[REQUIREMENT] Reproduce the material below line for line without changing anything. Leave out the pictures.

(Extracted records)
───
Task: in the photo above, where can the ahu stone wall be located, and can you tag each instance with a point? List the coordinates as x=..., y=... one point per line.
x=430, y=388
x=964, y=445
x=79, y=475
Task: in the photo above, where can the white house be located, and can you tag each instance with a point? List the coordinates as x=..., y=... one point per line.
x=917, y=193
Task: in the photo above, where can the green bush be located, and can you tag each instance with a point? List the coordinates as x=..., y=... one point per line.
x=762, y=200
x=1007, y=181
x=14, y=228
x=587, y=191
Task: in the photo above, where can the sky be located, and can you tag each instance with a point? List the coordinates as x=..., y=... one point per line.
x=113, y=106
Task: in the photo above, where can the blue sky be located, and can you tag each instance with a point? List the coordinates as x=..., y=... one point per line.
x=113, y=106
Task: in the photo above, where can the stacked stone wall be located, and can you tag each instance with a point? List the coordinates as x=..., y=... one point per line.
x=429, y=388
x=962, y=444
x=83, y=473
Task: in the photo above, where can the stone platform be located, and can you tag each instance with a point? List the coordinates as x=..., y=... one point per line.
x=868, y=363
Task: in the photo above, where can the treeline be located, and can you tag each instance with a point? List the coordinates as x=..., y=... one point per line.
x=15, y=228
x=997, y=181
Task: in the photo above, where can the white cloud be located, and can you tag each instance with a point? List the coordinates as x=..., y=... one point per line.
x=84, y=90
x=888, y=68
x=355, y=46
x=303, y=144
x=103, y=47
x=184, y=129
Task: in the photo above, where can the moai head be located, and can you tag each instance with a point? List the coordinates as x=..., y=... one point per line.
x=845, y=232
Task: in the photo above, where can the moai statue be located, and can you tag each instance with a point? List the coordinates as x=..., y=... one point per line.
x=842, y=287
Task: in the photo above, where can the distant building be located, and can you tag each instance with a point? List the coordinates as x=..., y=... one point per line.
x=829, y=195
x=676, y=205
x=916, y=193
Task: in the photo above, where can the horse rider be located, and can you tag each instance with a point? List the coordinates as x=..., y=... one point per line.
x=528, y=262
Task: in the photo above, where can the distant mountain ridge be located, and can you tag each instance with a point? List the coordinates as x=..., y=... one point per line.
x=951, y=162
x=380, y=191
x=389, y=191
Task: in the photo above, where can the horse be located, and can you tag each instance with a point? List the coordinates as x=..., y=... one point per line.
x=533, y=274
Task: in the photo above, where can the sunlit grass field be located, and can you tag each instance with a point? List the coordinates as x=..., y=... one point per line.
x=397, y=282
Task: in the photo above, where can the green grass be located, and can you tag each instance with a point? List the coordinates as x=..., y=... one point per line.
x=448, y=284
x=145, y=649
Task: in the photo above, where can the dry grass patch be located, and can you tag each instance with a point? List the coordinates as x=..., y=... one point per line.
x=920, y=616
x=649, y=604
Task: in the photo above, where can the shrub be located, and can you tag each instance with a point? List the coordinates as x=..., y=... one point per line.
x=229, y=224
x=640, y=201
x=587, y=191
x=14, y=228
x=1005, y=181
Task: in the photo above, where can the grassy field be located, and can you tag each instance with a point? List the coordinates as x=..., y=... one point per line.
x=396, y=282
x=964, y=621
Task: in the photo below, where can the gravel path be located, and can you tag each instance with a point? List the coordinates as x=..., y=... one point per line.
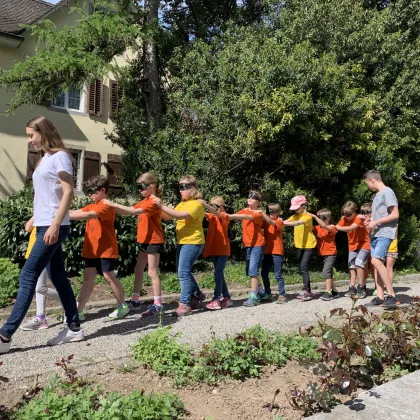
x=109, y=340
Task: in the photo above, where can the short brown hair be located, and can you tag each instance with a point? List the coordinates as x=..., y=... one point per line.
x=349, y=206
x=190, y=179
x=98, y=182
x=372, y=174
x=275, y=207
x=366, y=207
x=324, y=212
x=218, y=200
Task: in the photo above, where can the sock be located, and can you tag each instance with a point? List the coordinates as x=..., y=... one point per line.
x=157, y=300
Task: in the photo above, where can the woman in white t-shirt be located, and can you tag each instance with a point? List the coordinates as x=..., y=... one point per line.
x=53, y=186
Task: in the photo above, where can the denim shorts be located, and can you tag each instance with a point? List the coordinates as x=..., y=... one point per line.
x=358, y=258
x=254, y=257
x=379, y=247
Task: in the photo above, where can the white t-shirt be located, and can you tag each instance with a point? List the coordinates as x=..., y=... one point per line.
x=47, y=186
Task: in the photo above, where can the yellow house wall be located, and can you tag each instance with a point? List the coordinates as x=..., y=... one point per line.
───
[TASK ANSWER]
Task: in the photo above, where can the ahu stone wall be located, and can you tag each instance with a point? List the coordinates as x=..., y=... one point per line.
x=430, y=388
x=964, y=445
x=79, y=475
Task: in the photo above, where can the white house be located, and can you tag each instance with a point? List the coordinates as x=..., y=... one point per line.
x=917, y=193
Task: in the photo above, where can the green bush be located, and can you tag each instance with a point? List the coordinates as x=..., y=... one point per line.
x=762, y=200
x=1007, y=181
x=14, y=228
x=587, y=191
Task: in the photo above, where can the sky be located, and can you tag each instance with a point? List the coordinates as x=..., y=... one point per line.
x=113, y=106
Task: in the photo above, where can the blue sky be located, and can you tag each instance with a point? List the coordinates as x=..., y=... one point per line.
x=113, y=106
Task: in the photo above, where can the stacked stone wall be located, and can you tag each instance with a point? List the coordinates as x=..., y=... one point per line.
x=429, y=388
x=962, y=444
x=83, y=473
Task: in the photo above, where can the stone platform be located, and can you tag each instance with a point? List the coordinates as x=..., y=... one point per line.
x=868, y=363
Task: in the photo above, where can the treeline be located, and can you tag each instance with a point? List the coordinates as x=..., y=... one point per line.
x=15, y=228
x=997, y=181
Task: in the photo above, where can the white cloud be located, and can you tag each instance with a point? List the coordinates as x=..., y=... one point per line.
x=84, y=90
x=888, y=68
x=355, y=46
x=303, y=144
x=103, y=47
x=184, y=129
Task: in the photo above, where can the moai head be located, and can you tag each instance with a point? List the coordinates as x=..., y=... one point per line.
x=845, y=232
Task: in the photo above, where can the moai statue be located, and can you tag each instance with a point? List the coordinates as x=..., y=... one point per line.
x=842, y=287
Task: in the photo above, where can the distant building be located, and can you tag each instance with a point? List the coordinates as x=..., y=... one point per line.
x=829, y=195
x=676, y=205
x=916, y=193
Task: in the photo above, where can the horse rider be located, and can you tag each instance with a point? List the coordinates as x=..., y=... one point per line.
x=528, y=262
Task: in the photo above, where can the distant mountain ridge be located, and can you tag each instance with a point? List the coordinates as x=..., y=... one point per line.
x=951, y=162
x=380, y=191
x=389, y=191
Task: in the photo above, where can the horse be located, and can you tag each instance with a point? List the coordinates as x=..., y=... one point per line.
x=533, y=274
Task: in the photo above, where can the sunlit grass field be located, and can you tag each instance with a point? List the coordinates as x=..., y=... one point per line.
x=397, y=282
Task: in the photo above, where can the green grass be located, and can you tag each instance with a point? List the coordinates as x=..., y=... one point per line.
x=448, y=284
x=145, y=649
Task: in the photo above, where can the dry grass patch be located, and can you tag each instance with a point? List the coordinates as x=..., y=... one point per line.
x=920, y=616
x=649, y=604
Task: in the photo above, where can the shrub be located, and can you tag each instance with a point? List the coordinates as x=..., y=... one point per line.
x=229, y=224
x=640, y=201
x=587, y=191
x=14, y=228
x=1005, y=181
Task: in the photo above, where can the grassy field be located, and can you tag each instance with a point? List the coordinates as x=..., y=... one point per line.
x=396, y=282
x=964, y=621
Task: in the photo below, where can the gravel path be located, and can you tag each instance with a point? List the coordinates as x=..., y=... one point per line.
x=109, y=340
Task: in the photo above, where can the short brown hair be located, and can you tag each instance with a point? List the coordinates as x=..., y=... one point per line.
x=349, y=206
x=190, y=179
x=98, y=182
x=372, y=174
x=275, y=207
x=366, y=207
x=324, y=212
x=218, y=200
Task: in the photo above, where can the sock be located, and can you tag each instance with a point? List the coordinates as x=..., y=... one point per line.
x=157, y=300
Task: in the photo above, where can the woman in white t-shirt be located, and can you tag each instance with a point? List the coordinates as x=..., y=... one point per line.
x=53, y=186
Task: in the photo above, where can the denim shorts be located, and can you tag each instance with a point? List the coordinates as x=..., y=... one point per line.
x=358, y=258
x=254, y=257
x=379, y=247
Task: in the photo above, where can the white t-shirt be located, and can you tag each instance with a point? List the coordinates as x=..., y=... one point per line.
x=47, y=186
Task: in the photo above, where can the yellow house wall be located, and can you tag each instance with a point? List the coordinates as x=..., y=... one point per line.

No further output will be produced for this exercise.